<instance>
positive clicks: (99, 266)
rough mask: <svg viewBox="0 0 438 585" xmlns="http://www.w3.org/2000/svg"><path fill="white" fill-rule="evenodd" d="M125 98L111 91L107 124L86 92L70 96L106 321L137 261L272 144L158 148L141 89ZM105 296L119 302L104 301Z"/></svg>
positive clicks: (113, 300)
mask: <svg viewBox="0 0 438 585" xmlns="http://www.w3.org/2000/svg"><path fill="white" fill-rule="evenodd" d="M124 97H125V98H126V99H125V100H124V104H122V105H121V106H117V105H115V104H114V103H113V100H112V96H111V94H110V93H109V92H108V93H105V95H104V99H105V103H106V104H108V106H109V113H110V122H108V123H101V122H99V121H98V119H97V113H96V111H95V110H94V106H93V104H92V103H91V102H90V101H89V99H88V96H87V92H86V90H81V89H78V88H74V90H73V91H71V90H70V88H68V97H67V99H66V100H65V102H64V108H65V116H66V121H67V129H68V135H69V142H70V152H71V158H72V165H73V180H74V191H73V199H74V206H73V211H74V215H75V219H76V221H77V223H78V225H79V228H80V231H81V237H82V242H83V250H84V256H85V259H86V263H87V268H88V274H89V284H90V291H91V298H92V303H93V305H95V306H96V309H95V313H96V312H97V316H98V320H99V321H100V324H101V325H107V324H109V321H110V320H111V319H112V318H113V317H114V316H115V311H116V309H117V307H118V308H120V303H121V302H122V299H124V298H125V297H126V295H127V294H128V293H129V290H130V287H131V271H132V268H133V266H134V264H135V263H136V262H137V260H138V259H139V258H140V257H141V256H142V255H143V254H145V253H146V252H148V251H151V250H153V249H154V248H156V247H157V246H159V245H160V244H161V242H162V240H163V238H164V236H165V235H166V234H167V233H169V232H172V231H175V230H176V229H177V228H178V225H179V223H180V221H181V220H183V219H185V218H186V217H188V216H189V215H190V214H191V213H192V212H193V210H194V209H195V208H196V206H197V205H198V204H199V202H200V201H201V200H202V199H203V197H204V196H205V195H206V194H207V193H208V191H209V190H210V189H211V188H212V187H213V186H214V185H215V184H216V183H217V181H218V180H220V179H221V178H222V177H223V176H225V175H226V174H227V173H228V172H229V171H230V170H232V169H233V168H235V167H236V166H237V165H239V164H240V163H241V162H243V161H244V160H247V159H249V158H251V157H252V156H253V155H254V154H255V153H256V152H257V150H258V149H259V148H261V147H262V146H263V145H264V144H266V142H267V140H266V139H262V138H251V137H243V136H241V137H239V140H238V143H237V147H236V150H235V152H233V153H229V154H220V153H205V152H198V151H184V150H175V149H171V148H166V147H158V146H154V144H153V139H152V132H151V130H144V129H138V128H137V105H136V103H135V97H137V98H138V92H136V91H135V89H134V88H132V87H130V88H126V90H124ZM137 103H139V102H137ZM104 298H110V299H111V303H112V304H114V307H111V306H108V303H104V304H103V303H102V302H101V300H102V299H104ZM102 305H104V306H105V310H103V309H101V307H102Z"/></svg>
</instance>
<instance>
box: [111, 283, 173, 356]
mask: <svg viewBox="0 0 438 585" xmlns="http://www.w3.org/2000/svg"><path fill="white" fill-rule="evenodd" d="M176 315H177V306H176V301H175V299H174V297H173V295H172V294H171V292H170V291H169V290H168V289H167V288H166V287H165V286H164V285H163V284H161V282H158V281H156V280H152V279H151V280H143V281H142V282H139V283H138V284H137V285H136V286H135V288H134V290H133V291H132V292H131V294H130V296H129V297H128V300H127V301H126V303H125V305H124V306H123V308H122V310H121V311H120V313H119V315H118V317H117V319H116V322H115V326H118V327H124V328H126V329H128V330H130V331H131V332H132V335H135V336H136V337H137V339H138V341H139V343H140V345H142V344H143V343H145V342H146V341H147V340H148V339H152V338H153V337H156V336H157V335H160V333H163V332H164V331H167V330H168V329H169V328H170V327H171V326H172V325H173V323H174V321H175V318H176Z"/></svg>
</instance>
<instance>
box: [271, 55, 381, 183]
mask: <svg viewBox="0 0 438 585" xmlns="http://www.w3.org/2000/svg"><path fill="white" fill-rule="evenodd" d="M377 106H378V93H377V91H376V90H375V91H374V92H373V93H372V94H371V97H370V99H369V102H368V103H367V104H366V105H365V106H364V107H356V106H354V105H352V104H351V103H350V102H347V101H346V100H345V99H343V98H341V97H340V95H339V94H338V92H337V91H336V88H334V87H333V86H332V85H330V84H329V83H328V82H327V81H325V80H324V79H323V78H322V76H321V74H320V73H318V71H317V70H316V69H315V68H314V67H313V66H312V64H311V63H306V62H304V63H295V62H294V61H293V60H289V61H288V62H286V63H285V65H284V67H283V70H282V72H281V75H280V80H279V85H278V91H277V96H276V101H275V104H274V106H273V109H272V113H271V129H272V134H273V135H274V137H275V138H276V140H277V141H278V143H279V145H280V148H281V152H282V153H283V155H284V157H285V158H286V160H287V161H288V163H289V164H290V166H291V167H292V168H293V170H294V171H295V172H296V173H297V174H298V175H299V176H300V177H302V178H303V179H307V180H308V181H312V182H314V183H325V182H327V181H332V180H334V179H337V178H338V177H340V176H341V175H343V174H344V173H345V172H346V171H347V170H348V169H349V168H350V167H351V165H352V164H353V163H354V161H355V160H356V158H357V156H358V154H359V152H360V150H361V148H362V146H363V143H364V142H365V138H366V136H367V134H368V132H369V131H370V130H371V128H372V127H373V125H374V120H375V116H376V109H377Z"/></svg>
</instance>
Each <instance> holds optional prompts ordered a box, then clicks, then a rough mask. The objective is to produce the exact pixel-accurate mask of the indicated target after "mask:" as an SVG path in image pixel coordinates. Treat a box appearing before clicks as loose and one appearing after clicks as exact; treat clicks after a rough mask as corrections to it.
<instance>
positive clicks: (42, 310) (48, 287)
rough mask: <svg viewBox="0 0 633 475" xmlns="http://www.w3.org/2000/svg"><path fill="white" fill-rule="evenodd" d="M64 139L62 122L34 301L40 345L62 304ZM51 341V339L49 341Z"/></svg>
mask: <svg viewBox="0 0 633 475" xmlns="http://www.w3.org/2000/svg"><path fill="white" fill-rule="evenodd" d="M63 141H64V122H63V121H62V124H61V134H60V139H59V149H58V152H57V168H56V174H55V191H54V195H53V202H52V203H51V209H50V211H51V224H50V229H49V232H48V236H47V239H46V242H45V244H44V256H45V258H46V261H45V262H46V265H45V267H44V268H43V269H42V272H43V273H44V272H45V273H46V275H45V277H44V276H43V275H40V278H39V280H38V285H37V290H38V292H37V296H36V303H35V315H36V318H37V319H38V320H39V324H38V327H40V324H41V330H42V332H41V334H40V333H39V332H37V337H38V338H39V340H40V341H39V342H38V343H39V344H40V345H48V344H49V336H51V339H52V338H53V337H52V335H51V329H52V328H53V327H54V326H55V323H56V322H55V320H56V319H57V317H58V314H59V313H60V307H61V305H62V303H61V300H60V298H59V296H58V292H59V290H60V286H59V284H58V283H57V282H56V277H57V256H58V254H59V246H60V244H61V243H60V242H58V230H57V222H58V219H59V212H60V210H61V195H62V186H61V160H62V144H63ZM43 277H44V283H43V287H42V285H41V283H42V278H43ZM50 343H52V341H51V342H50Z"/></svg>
######
* _The problem_: Copy the listing verbatim from its first line down to and including the line containing "positive clicks: (113, 300)".

* _Response box_:
<instance>
positive clicks: (99, 266)
rough mask: <svg viewBox="0 0 438 585" xmlns="http://www.w3.org/2000/svg"><path fill="white" fill-rule="evenodd" d="M125 98L111 91L107 124L86 92L70 96L106 321L137 261L272 144L158 148L141 89ZM105 296L119 302L104 301Z"/></svg>
positive clicks: (113, 300)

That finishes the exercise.